**Selected text:**
>> START
Yes they are and they are a huge pain to get balance, like any other 37 IMO. Bought the truck and the right rear was out of balance. Three trips to the tire shop and it was balanced. I figured it was the tire, until I had the tire shop rotate the tires and they put them on wrong (directions were wrong) as you can tell if you look really close at the pics. Maybe its the tire shop? I don't know. What I do know is from now on I'm rotating my own tires as heavy as they are.


----------



## skidooer (Feb 22, 2008)

we had to dismount and spin the tire 180 on the rim to get mine to balance out unless i wanted like 6oz of weight on one side lol, these tires are made by cooper I like the looks but dont think i will get them again.
I run BFG AT's on my work trucks and have had great luck with them.


----------



## DeereFarmer (Dec 12, 2005)

Yeah, I might be looking at a different tire for my next set. We'll see how they wear. So far so good.


----------



## skidooer (Feb 22, 2008)

what the plan for performance mods?


----------



## DeereFarmer (Dec 12, 2005)

For now just going to be doing a DP Tuner, a full set of gauges, and some 4.30 gears. Later will be injectors, an even bigger turbo, and a BTS tranny so keep the power going,


----------



## KL&M Snow Div. (Jan 2, 2009)

I've always been very fond of that color Ford.


----------



## the new boss 92 (Nov 29, 2008)

that truck is one of my favorites on the site now, i would have to say that truck is nice and clean with no dens. awsome find!


----------



## Pushin 2 Please (Dec 15, 2009)

That is BEAUTIFUL! I can't get over how clean she is. I did notice that the F350 badge on the tailgate is the newer style and the fender bagdes are older. Has the tailgate been replaced?


----------



## DeereFarmer (Dec 12, 2005)

Pushin 2 Please;1066988 said:


> I did notice that the F350 badge on the tailgate is the newer style and the fender bagdes are older. Has the tailgate been replaced?


I'm pretty sure it is still the original tailgate and just had the badge swapped by the previous owner. At some point I'll change over the fender badges, but I've heard they are a little more of a pain to get off.

Thanks again guys!!!!


----------



## Pushin 2 Please (Dec 15, 2009)

DeereFarmer;1066993 said:


> I'm pretty sure it is still the original tailgate and just had the badge swapped by the previous owner. At some point I'll change over the fender badges, but I've heard they are a little more of a pain to get off.
>> END
**Material supplied:**
>> START
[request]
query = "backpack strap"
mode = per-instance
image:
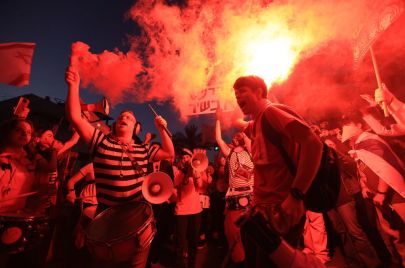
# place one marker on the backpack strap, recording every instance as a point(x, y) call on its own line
point(273, 136)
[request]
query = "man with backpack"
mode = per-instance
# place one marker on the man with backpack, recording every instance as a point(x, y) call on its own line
point(279, 192)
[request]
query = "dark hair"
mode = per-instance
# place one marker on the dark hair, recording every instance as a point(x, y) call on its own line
point(253, 82)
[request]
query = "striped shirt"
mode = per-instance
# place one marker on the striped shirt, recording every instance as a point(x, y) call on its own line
point(237, 159)
point(118, 180)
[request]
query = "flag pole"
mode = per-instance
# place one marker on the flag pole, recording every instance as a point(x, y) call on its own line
point(378, 77)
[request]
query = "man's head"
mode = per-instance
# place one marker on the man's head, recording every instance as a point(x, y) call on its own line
>> END
**What you should do:** Please copy the stretch from "Yeah, I might" through "for performance mods?" in the truck forum thread, word for word.

**Task output:**
Yeah, I might be looking at a different tire for my next set. We'll see how they wear. So far so good.


----------



## skidooer (Feb 22, 2008)

what the plan for performance mods?